▶ PROMPT:
Convert the records into a two-column CSV with the headers text and answer, one row per record. Begin at the start of the records and stop after the line that contains "[196,196,372,221]". Put each value in a single quoted field, with its line breaks replaced by spaces.
● ● ●
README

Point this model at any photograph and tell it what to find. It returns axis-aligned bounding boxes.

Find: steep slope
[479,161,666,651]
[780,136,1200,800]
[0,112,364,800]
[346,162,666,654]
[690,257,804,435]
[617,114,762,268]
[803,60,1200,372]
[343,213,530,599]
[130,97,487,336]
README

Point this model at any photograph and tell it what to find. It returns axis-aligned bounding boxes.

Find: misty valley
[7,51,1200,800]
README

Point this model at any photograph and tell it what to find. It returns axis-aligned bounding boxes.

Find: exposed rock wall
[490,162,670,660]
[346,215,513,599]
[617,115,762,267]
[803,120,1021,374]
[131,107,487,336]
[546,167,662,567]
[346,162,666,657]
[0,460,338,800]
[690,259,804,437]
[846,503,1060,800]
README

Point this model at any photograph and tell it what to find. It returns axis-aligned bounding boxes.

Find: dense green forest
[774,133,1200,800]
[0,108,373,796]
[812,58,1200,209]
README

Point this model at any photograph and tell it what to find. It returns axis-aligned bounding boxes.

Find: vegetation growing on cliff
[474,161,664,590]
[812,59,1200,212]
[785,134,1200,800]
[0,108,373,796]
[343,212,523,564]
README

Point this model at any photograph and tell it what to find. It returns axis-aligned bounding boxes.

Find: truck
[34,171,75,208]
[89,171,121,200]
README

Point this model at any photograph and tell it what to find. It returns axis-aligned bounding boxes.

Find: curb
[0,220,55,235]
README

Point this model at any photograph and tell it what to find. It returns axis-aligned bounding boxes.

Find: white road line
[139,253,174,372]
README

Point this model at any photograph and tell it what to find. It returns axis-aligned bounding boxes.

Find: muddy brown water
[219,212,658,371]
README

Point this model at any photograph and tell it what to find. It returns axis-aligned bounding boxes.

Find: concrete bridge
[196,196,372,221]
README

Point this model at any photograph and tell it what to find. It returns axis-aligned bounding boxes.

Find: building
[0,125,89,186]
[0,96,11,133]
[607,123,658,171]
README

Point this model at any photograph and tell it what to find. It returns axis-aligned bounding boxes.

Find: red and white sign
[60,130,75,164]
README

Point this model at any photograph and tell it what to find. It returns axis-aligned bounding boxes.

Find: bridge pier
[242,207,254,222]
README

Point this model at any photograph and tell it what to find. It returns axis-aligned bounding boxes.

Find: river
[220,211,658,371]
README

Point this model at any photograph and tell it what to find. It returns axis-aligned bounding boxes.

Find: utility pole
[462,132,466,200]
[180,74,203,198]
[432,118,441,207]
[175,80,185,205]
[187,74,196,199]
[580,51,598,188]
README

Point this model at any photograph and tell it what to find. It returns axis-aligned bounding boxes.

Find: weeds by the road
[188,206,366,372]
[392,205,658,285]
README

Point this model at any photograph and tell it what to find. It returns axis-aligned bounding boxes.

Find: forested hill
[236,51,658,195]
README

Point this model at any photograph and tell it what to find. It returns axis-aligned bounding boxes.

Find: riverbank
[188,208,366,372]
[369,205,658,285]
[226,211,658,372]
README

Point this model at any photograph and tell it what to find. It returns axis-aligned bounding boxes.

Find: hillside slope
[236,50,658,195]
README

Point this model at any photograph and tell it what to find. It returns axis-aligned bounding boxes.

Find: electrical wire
● ● ●
▶ FULL OUTPUT:
text,answer
"README Point this model at any photograph and tell it what to find. It returns axis-aligned bounding boxes. Find: steep slope","[479,161,666,651] [780,136,1200,800] [0,112,364,800] [346,162,666,654] [690,257,804,435] [617,114,762,268] [803,60,1200,372] [343,213,530,599] [130,97,487,336]"
"README Point this model at any photograph and tell it what to find. It returns axis-aligned bounding boxes. Find: misty valley","[7,51,1200,800]"
"README Point this model at any photograph and tell it what to find. It returns axis-aligned bounding boxes. Find: exposed rock wall","[490,162,670,660] [346,215,513,599] [617,115,762,267] [803,120,1021,374] [131,107,487,336] [546,167,662,567] [346,162,666,657] [0,460,338,800] [690,259,804,437] [846,503,1060,800]"
"README Point this model at any photograph and tell it what to find. It returns axis-aligned bounding boxes. Find: dense green forest","[774,133,1200,800] [0,108,373,796] [812,58,1200,209]"
"README Point this model at any photograph and tell it what to find. It returns axis-aligned bounding boxes. Find: vegetation growing on cliff","[474,161,664,590] [812,59,1200,212] [785,134,1200,800] [0,108,373,796] [343,212,523,564]"
"README Point this model at any photograph and tell it what to find. It returns axis-aligned bounding boxes. Find: truck","[34,171,75,208] [89,171,121,200]"
"README Point this model at any photograph and tell it what to find. It returns axis-aligned bounding boxes. Find: curb","[0,220,55,235]"
"README Point this model at any photograph and tell it what to find. It returns axis-aligned bounding boxes. Find: white road line","[139,253,174,372]"
"README Point this model at any photograph and tell it what to find. It returns axis-aligned bounding boxes. Find: muddy brown water","[219,212,658,371]"
"README Point this model at any photograph and tell it what to find. It returns axis-aligned bounding boxes. Find: concrete bridge","[196,196,372,221]"